- **Extract**
☆ ☆ ☆

Section 1.03Terms Generally.  The definitions of terms herein shall apply equally to the singular and plural forms of the terms defined. Whenever the context may require, any pronoun shall include the corresponding masculine, feminine and neuter forms. The words “include,” “includes” and “including” shall be deemed to be followed by the phrase “without limitation.”  The word “will” shall be construed to have the same meaning and effect as the word “shall.”  Unless the context requires otherwise, (a) any definition of or reference to any agreement, instrument or other document herein shall be construed as referring to such agreement, instrument or other document as from time to time amended, restated, supplemented or otherwise modified (subject to any restrictions on such amendments, supplements or modifications set forth herein), (b) any reference herein to any Person shall be construed to include such Person’s successors and assigns, (c) the words “herein,” “hereof” and “hereunder,” and words of similar import, shall be construed to refer to this Agreement in its entirety and not to any particular provision hereof, and (d) unless otherwise specified, all references herein to Sections, Schedules, Annexes and Exhibits shall be construed to refer to Sections of, and Schedules, Annexes and Exhibits to, this Agreement. 

ARTICLE II.

SECURITY INTEREST

Section 2.01Grant of Security Interest.  As security for the prompt and complete payment and performance when due, whether at stated maturity, by acceleration or otherwise, of all of the Secured Obligations, the Grantor does hereby collaterally assign, pledge, hypothecate, deliver and set over unto the Secured Party, and does hereby grant to the Secured Party, a continuing security interest in all of the right, title and interest of the Grantor in, to and under all of the following of the Grantor, whether now existing or hereafter from time to time arising or acquired and wherever located: 

(a)the Pledged Collateral of the Grantor; and 

(b)all Proceeds and products of any and all of the foregoing.

☆ ☆ ☆

- **Provided information**
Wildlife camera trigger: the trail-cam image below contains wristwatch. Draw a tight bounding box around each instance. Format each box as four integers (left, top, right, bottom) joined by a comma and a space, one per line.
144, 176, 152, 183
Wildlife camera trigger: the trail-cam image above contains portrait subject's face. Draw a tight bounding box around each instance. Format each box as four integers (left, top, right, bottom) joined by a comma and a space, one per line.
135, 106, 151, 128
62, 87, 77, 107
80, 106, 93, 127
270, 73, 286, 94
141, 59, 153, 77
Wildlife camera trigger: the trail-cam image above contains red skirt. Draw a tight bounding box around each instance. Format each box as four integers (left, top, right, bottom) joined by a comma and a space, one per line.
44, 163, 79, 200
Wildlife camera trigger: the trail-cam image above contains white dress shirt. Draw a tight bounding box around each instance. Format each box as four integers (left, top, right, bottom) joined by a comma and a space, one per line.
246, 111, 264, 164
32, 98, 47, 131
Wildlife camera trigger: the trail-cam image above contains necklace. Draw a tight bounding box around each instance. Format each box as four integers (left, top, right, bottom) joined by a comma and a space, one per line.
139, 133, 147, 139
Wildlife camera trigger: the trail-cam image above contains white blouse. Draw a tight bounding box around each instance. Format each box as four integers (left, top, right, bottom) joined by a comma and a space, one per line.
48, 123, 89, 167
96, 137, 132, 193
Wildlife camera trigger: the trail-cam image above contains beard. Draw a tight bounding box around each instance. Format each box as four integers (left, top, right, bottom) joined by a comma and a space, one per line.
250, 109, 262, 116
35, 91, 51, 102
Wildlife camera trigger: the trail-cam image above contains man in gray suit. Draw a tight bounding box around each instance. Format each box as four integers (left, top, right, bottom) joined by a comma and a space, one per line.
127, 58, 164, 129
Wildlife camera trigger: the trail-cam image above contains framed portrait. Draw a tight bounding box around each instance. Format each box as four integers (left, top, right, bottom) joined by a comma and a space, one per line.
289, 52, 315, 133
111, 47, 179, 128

☆ ☆ ☆

- **Exercise set**
A. For each statement, say whether it agrees with the extract, answering yes or no and quoting the words of the extract that decide it: (i) the word "will" is to be read as having the same meaning as "shall"; (ii) references to Sections point to sections of some other agreement; (iii) the security interest covers only property the Grantor holds at present.
B. Rewrite the passage of the extract starting with "Section 2.01Grant of" and going on through "of the foregoing.", substituting "perfected" for "continuing".
The rows come from a separate source.

- **Worked answers**
A.
(i) Yes: "The word “will” shall be construed to have the same meaning and effect as the word “shall.”"
(ii) No: "all references herein to Sections, Schedules, Annexes and Exhibits shall be construed to refer to Sections of, and Schedules, Annexes and Exhibits to, this Agreement"
(iii) No: "whether now existing or hereafter from time to time arising or acquired"

B.
Section 2.01Grant of Security Interest.  As security for the prompt and complete payment and performance when due, whether at stated maturity, by acceleration or otherwise, of all of the Secured Obligations, the Grantor does hereby collaterally assign, pledge, hypothecate, deliver and set over unto the Secured Party, and does hereby grant to the Secured Party, a perfected security interest in all of the right, title and interest of the Grantor in, to and under all of the following of the Grantor, whether now existing or hereafter from time to time arising or acquired and wherever located: 

(a)the Pledged Collateral of the Grantor; and 

(b)all Proceeds and products of any and all of the foregoing.